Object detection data
╭──

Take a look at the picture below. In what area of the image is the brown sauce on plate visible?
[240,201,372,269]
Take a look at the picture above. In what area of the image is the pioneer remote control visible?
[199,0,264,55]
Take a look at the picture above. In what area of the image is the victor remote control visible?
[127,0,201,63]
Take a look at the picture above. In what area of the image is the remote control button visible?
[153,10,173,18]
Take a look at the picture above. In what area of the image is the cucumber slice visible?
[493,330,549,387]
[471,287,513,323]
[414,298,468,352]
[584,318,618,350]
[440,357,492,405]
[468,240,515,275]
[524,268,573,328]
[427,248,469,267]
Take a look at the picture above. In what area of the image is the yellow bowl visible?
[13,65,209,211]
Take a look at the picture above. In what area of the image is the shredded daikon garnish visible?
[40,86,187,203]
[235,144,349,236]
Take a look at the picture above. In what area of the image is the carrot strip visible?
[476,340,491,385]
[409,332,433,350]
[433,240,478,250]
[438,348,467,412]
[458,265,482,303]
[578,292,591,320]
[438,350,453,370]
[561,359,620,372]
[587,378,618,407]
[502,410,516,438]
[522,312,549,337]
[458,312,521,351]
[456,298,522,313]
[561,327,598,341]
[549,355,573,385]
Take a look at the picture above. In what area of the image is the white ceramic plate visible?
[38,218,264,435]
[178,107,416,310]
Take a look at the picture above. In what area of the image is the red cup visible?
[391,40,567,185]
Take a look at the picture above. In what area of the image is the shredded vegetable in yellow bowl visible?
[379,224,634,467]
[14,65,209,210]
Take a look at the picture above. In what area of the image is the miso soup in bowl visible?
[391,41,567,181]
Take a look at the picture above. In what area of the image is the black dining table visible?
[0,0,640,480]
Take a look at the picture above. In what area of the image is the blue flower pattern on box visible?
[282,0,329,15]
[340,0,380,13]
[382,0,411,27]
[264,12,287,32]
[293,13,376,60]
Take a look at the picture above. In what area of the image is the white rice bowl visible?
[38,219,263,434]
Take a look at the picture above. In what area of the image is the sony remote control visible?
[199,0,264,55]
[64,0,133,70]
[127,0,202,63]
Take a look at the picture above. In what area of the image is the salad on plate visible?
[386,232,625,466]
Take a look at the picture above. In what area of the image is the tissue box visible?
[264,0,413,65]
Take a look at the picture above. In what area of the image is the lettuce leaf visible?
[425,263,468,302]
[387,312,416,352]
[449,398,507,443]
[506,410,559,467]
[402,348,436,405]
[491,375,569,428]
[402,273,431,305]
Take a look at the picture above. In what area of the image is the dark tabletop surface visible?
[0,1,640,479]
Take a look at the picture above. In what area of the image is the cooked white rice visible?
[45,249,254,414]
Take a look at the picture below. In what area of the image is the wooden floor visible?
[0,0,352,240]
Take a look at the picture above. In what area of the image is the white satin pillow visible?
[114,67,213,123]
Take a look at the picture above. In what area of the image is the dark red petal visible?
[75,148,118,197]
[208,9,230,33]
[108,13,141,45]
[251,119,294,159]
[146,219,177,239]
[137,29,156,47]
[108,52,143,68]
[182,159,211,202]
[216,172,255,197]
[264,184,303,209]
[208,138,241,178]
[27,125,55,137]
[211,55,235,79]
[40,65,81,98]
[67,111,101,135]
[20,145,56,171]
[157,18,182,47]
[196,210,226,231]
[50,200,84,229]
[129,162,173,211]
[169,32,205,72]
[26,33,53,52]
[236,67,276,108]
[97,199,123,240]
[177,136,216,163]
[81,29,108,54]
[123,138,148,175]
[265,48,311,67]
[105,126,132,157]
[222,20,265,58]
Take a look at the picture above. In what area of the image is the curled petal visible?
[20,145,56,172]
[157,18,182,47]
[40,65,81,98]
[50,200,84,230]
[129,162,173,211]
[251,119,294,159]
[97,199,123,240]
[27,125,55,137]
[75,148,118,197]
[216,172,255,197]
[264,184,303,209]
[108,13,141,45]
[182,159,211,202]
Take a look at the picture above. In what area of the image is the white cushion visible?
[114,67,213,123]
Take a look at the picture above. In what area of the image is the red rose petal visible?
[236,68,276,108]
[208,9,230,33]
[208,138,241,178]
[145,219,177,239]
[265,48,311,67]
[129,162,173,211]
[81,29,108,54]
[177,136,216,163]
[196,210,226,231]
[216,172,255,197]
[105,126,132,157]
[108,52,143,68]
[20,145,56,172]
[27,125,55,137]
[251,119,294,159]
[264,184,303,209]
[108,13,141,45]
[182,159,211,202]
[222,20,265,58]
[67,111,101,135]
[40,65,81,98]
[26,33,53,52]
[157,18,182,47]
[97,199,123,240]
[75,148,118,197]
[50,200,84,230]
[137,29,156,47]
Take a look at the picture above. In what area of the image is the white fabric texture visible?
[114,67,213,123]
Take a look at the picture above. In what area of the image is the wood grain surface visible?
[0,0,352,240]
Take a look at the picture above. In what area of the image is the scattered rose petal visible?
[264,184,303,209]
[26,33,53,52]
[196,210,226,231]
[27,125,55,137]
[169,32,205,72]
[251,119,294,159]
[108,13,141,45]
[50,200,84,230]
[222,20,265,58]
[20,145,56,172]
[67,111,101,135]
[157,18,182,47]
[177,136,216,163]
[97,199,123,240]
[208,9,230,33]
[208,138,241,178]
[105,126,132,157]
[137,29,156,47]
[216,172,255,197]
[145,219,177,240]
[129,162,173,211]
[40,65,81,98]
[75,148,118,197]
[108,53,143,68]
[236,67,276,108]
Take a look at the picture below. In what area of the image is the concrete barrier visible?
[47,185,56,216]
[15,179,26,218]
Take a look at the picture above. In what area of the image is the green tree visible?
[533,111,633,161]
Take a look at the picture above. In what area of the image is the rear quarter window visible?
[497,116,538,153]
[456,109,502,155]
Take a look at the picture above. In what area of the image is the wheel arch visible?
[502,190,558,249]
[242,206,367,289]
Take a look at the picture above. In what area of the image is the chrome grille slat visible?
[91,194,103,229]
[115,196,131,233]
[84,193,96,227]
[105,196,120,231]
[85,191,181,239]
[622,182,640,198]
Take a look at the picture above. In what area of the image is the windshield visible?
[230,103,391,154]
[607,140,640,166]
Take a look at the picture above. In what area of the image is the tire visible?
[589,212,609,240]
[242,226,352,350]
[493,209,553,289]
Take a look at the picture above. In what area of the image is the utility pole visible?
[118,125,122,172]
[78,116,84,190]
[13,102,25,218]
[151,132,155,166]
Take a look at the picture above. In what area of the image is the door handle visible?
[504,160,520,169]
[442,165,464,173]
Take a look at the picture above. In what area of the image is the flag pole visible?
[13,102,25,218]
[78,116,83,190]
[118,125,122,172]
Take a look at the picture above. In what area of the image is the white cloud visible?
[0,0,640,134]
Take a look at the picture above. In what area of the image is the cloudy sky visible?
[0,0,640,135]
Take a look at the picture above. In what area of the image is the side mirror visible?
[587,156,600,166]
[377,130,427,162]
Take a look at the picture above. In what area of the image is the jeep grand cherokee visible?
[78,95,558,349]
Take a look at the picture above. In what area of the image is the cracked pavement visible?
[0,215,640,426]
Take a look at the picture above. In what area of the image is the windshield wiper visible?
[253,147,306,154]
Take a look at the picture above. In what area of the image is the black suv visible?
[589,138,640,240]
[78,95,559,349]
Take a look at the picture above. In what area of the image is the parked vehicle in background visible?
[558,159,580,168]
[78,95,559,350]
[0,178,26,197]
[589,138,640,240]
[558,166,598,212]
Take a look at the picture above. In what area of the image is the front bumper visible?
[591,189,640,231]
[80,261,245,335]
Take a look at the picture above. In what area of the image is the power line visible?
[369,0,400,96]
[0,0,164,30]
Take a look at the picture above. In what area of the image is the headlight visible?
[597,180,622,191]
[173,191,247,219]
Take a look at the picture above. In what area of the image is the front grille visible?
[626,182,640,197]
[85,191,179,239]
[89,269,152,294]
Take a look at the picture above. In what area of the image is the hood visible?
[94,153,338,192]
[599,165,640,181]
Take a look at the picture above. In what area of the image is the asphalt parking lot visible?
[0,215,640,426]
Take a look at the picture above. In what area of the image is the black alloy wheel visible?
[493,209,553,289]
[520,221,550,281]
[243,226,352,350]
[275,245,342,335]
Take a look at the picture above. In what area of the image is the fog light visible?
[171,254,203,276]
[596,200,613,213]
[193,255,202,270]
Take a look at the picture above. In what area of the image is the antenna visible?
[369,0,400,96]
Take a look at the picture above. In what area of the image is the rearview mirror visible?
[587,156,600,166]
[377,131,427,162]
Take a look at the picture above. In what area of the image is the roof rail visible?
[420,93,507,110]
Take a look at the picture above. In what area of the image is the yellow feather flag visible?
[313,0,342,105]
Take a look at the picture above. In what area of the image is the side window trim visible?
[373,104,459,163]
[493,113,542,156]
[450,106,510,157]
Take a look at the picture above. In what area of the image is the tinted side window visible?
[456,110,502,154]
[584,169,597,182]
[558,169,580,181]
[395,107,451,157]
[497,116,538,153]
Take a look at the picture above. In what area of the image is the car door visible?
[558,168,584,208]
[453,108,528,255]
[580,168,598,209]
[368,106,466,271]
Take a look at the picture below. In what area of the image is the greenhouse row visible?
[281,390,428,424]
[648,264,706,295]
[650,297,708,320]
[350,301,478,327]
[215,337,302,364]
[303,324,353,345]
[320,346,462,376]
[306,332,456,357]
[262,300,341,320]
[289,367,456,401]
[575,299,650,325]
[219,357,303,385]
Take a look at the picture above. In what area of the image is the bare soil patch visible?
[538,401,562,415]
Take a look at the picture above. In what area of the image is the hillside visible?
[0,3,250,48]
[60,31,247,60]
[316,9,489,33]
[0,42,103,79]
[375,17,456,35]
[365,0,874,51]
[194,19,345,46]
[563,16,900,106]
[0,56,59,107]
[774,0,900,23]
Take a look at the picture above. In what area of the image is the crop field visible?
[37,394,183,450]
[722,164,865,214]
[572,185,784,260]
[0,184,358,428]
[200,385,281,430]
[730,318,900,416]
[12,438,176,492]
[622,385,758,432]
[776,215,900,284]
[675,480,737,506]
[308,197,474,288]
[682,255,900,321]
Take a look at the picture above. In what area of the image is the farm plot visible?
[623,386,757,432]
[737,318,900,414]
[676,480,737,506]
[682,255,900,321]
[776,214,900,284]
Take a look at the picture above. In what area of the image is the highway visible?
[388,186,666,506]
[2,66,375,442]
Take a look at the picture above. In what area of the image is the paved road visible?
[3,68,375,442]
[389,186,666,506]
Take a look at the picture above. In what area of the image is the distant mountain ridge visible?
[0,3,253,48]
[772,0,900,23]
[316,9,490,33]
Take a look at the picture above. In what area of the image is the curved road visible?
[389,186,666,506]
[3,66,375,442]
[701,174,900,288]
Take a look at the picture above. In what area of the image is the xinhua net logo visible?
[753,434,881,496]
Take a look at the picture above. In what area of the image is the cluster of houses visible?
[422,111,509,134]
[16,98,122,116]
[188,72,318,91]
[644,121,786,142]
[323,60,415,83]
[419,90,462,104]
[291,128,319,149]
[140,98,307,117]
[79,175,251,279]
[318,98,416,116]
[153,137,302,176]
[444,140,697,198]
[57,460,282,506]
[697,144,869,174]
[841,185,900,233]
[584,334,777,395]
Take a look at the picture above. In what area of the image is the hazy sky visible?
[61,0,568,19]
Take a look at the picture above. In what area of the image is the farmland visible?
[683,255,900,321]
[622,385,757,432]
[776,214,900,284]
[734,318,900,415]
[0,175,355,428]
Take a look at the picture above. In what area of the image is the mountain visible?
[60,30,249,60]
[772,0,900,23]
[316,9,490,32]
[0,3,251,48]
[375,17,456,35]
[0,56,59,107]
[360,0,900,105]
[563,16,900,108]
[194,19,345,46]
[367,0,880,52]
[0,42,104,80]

╰──

* [Task goal]: Take the lines above from the one holding "the hillside visible?" to the last and output them exactly.

* [The solution]:
Take a look at the picture above. In what area of the image is the hillside visible?
[0,3,250,48]
[60,31,247,60]
[316,9,489,33]
[0,42,103,79]
[375,17,456,35]
[365,0,874,51]
[194,19,345,46]
[563,16,900,106]
[0,56,59,107]
[774,0,900,23]
Take a look at the picture above. In what area of the image is the crop field visible?
[37,394,183,450]
[722,164,865,214]
[572,185,784,260]
[0,184,358,428]
[200,385,281,430]
[730,318,900,416]
[12,438,176,492]
[622,385,758,432]
[776,215,900,284]
[675,480,737,506]
[308,197,474,288]
[682,255,900,321]
Take a look at the picture above. In what area of the image is the farm plot visible?
[623,386,757,432]
[737,318,900,414]
[676,480,737,506]
[682,255,900,321]
[776,214,900,284]
Take a look at the picture above. In what area of the image is the highway visible?
[388,186,666,506]
[2,66,375,442]
Take a look at the picture above. In what area of the image is the paved road visible?
[3,68,375,442]
[389,186,666,506]
Take a look at the picture above. In what area of the image is the distant mountain ridge visible?
[0,3,253,48]
[772,0,900,23]
[316,9,490,33]
Take a look at the picture above. In what area of the image is the curved road visible?
[389,186,666,506]
[3,66,375,442]
[701,174,900,288]
Take a look at the picture above. In what area of the image is the xinhua net logo visible?
[753,434,881,496]
Take a look at the picture above. In what area of the image is the cluster of houses visible?
[422,111,509,134]
[16,98,122,116]
[188,72,318,91]
[644,121,786,142]
[323,60,415,83]
[419,90,462,104]
[291,128,319,149]
[140,98,307,117]
[79,175,251,279]
[318,98,416,116]
[153,137,302,176]
[444,140,697,198]
[57,460,282,506]
[697,144,869,174]
[841,185,900,233]
[584,334,777,395]
Take a look at the picture above. In what area of the image is the hazy sky visible?
[61,0,568,19]
Take a look at the picture above. In what area of the image is the farmland visible?
[683,255,900,321]
[622,385,757,432]
[776,214,900,284]
[734,318,900,415]
[0,175,355,428]
Take a look at the picture above. In what area of the image is the mountain visible?
[60,30,249,60]
[772,0,900,23]
[316,9,490,32]
[0,3,251,48]
[375,17,456,35]
[0,56,59,107]
[360,0,900,105]
[563,16,900,108]
[194,19,345,46]
[367,0,880,52]
[0,42,104,80]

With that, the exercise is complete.